--- What you will do ---
An exact reprint of all the records is the expected answer.

[Data excerpts]
* * *

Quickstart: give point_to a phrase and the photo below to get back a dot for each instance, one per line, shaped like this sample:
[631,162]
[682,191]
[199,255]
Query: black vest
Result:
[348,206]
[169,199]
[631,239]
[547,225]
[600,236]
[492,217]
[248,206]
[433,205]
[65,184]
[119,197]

* * *

--- Answer box ---
Quickstart: give point_to a phrase and the photo below to get back a dot for each instance, one per line, shaped like this sample:
[631,162]
[682,191]
[199,255]
Query: black vest
Result:
[348,206]
[169,199]
[631,239]
[547,225]
[600,236]
[492,217]
[248,206]
[433,205]
[65,184]
[119,197]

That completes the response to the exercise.